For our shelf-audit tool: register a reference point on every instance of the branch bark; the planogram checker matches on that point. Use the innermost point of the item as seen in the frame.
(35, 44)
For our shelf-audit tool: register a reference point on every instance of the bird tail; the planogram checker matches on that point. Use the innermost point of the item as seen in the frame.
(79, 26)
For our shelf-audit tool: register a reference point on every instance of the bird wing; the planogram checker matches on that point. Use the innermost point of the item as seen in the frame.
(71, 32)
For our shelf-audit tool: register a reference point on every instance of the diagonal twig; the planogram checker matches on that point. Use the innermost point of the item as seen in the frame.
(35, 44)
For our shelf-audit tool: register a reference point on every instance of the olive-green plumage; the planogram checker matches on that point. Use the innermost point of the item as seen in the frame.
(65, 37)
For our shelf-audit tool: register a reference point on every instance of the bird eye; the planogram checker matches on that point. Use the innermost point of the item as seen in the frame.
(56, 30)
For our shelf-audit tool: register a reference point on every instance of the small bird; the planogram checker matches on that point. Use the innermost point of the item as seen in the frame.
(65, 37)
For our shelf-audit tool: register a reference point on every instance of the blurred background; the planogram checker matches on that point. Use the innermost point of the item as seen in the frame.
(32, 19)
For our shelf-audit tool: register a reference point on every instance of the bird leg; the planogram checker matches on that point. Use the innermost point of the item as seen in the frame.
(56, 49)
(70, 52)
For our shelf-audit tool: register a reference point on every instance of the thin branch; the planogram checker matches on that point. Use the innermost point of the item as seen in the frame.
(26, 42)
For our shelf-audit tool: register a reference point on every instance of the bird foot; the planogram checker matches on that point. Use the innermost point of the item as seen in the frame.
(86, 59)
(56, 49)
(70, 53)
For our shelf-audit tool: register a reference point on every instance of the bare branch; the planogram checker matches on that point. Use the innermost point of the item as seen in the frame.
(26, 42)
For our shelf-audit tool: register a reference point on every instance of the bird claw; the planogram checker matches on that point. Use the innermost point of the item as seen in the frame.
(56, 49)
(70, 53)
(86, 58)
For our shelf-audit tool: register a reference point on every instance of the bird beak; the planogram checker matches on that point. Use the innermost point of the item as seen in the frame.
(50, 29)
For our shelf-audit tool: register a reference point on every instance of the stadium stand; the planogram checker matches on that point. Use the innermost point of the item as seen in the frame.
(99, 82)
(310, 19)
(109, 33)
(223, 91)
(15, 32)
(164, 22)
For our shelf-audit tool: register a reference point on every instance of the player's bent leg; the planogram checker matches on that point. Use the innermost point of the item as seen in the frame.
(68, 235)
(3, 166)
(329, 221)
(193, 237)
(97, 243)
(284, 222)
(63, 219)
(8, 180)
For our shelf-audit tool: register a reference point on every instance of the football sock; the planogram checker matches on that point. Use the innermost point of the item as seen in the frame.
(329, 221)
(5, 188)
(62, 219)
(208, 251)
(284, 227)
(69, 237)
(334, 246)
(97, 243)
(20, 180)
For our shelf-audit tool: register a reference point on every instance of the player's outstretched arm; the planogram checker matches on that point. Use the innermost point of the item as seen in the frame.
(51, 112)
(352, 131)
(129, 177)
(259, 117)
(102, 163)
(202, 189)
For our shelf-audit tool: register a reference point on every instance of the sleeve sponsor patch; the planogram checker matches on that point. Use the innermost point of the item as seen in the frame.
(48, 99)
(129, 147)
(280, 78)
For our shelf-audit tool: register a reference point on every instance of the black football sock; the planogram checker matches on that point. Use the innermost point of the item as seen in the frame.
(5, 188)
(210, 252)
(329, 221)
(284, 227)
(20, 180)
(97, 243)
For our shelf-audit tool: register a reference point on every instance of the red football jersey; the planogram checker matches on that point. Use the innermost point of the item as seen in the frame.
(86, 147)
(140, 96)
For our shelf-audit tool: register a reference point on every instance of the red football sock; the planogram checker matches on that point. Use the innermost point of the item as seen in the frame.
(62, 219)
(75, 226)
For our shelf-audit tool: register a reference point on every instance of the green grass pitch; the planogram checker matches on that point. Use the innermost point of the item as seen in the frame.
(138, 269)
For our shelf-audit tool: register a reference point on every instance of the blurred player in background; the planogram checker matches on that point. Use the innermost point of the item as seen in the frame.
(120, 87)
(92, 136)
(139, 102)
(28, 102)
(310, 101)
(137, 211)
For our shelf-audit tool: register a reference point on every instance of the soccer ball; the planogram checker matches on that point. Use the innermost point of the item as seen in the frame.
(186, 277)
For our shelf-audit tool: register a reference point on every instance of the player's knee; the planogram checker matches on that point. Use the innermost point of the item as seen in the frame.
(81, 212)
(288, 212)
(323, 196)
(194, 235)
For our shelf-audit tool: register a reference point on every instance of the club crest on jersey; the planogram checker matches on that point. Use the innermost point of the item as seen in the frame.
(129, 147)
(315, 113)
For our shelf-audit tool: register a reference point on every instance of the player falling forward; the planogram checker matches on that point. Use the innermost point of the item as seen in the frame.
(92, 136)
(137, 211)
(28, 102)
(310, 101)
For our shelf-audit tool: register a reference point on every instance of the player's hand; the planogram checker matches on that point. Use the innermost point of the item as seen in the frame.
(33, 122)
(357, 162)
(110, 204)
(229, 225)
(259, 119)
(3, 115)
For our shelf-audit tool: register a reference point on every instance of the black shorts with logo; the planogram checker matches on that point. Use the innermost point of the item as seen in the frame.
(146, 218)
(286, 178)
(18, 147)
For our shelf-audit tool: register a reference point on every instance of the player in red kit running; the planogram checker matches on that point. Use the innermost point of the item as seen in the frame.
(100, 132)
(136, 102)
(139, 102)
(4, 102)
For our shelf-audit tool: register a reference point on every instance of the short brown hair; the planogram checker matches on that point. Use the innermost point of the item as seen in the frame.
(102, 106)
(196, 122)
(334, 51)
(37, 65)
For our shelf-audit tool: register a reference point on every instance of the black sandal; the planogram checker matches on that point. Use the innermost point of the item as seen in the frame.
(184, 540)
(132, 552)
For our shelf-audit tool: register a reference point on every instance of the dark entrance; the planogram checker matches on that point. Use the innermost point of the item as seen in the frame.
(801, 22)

-.-.-

_Given instruction_
Copy out all of the records above with nothing altered.

_Task result_
For our shelf-audit tool: register a reference point on every instance of the branch bark; the planogram checker matches on that point. Use the innermost point of the item as seen in the frame.
(35, 44)
For our shelf-audit tool: register a reference point on every instance of the bird tail; the planogram checker matches on that point. Use the innermost point of the item as seen in the frame.
(79, 26)
For our shelf-audit tool: register a reference point on every instance of the bird wing; the planogram checker matches on that point. Use the innermost point of the item as seen in the frame.
(71, 32)
For our shelf-audit tool: register a reference point on every instance of the diagonal twig; the planogram checker matches on that point. Use the innermost point of the item as seen in the frame.
(35, 44)
For our shelf-audit tool: register a reference point on every instance of the olive-green plumage; the planogram checker matches on that point. Use the innermost point of the item as seen in the frame.
(65, 37)
For our shelf-audit tool: register a reference point on every instance of the bird eye; the planogram checker matches on that point. Use the innermost point of the item as seen in the frame.
(56, 30)
For our shelf-audit tool: register a reference point on every instance of the small bird; the planogram checker matches on that point. Use the innermost point of the item as seen in the frame.
(65, 37)
For our shelf-audit tool: register a reference point on every instance of the blurred background; the planogram checker matches on that point. Use the innermost point of the item as seen in the frame.
(32, 19)
For our shelf-audit tool: register a reference point on every instance of the bird leg; the planogram checker matches on that point. Use the innermost point of the item as seen in the frame.
(56, 49)
(70, 52)
For our shelf-audit tool: register a reference point on every instance of the thin branch; the planogram checker matches on that point. Use the innermost point of the item as seen in the frame.
(26, 42)
For our shelf-audit tool: register a reference point on every instance of the bird foot; the planogram checker matches on that point. Use the innermost point of the item as seen in the frame.
(86, 59)
(56, 49)
(70, 53)
For our shelf-audit tool: register a reference point on every instance of the bare branch; the planogram checker matches on that point. Use the innermost point of the item as seen in the frame.
(26, 42)
For our shelf-audit tool: register a reference point on every instance of the bird claw; the planogram checker matches on that point. Use the innermost point of the item as seen in the frame.
(56, 49)
(70, 53)
(86, 58)
For our shelf-audit tool: register a reference point on every instance of the bird beak; the planogram checker matches on that point. Use the innermost point of the item as seen in the frame.
(50, 29)
For our shelf-audit tool: register a reference point on every instance of the stadium stand; the planogram checker matches on that point. Use the innermost point of the item as seen in the frame.
(99, 82)
(310, 19)
(109, 33)
(223, 91)
(15, 32)
(164, 22)
For our shelf-audit tool: register a reference point on every instance of the player's bent leg; the planogram checker matches on that point. Use the innermost point of the item as seen in the frame.
(68, 235)
(3, 166)
(329, 221)
(193, 237)
(97, 243)
(284, 222)
(63, 219)
(8, 180)
For our shelf-audit tool: register a reference point on every instance of the football sock; the planogram checker matches on that point. Use the innermost point of the item as seen in the frame.
(329, 221)
(5, 188)
(62, 219)
(208, 251)
(284, 227)
(69, 237)
(334, 246)
(97, 243)
(20, 180)
For our shelf-audit tool: register a reference point on every instance of the player's outstretched arm; the planogram checker matches on that point. Use the innermost point of the item as seen in the frame.
(51, 112)
(352, 131)
(129, 177)
(259, 117)
(102, 163)
(202, 189)
For our shelf-audit tool: register a reference point on every instance of the sleeve sponsor patch; the planogram checker matches on that point. Use the innermost point of the item as seen in the frame.
(48, 99)
(129, 147)
(280, 78)
For our shelf-audit tool: register a reference point on every instance of the black football sock; the planogram checker matches on that point. Use the innermost point of the item as seen in the frame.
(5, 188)
(210, 252)
(329, 221)
(284, 227)
(20, 180)
(97, 243)
For our shelf-audit tool: register a reference point on every instance of the red football jersey; the planogram checker matches on that point. Use the innermost point of the item as seen in the frame.
(86, 147)
(140, 96)
For our shelf-audit tool: register a reference point on every instance of the red football sock; the planogram checker matches on that point. Use the innermost point of the item as seen in the frame.
(62, 219)
(75, 226)
For our shelf-audit tool: register a reference point on every instance of the green grass pitch; the planogram checker matches on that point. Use the innermost point of the item as seen in the frame.
(138, 269)
For our shelf-audit tool: register a reference point on every instance of the blurred player in background; the planogram checker matches on that point. Use the innermost point of the item as seen in the frame.
(120, 87)
(92, 136)
(139, 102)
(28, 102)
(310, 101)
(137, 211)
For our shelf-audit tool: register a reference point on every instance of the soccer ball; the planogram checker matches on that point. Use the innermost point of the item as seen in the frame.
(186, 277)
For our shelf-audit tool: register a reference point on every instance of the player's knee; the planogram checker matches on that point. Use the innermost point of the item as seen in the frame.
(81, 212)
(288, 212)
(323, 196)
(194, 235)
For our shelf-audit tool: register a reference point on every instance of the club crest on jersey; the planogram checker matches on that point. Use the innermost point of the item as seen in the frame.
(129, 147)
(315, 113)
For our shelf-audit tool: register a reference point on every instance of the player falling forward; the planogram checker matches on that point. Use the innermost point of the item as seen in the frame.
(92, 136)
(137, 211)
(28, 102)
(310, 101)
For our shelf-audit tool: register a reference point on every instance of the player's hand; the planogram checker matches on that point. Use the innermost point of the item as seen in the frame.
(33, 122)
(357, 162)
(110, 204)
(229, 225)
(259, 119)
(3, 115)
For our shelf-audit tool: register a reference point on every instance of the black shorts with logo; the planogram checker matches on that point. Use the innermost point of the item as seen in the frame.
(146, 218)
(286, 178)
(18, 147)
For our shelf-audit tool: register a reference point on every instance of the player in red kit running; the planogram checker matches on that point. Use the innermost point of the item as seen in the frame.
(100, 132)
(136, 102)
(139, 102)
(4, 102)
For our shelf-audit tool: register a reference point on every instance of the short brown hair; the planogram checker matches on that point. Use the innermost point of the item as seen in the frame.
(102, 106)
(196, 122)
(334, 51)
(37, 65)
For our shelf-audit tool: register a reference point on every instance of the black sandal; the planogram checker matches on that point. Use the innermost point of the item as seen in the frame.
(184, 540)
(132, 552)
For our shelf-audit tool: register a reference point on every instance of the dark entrance; the planogram checker matches on that point. Use the innermost point of the item as seen in the frame.
(801, 22)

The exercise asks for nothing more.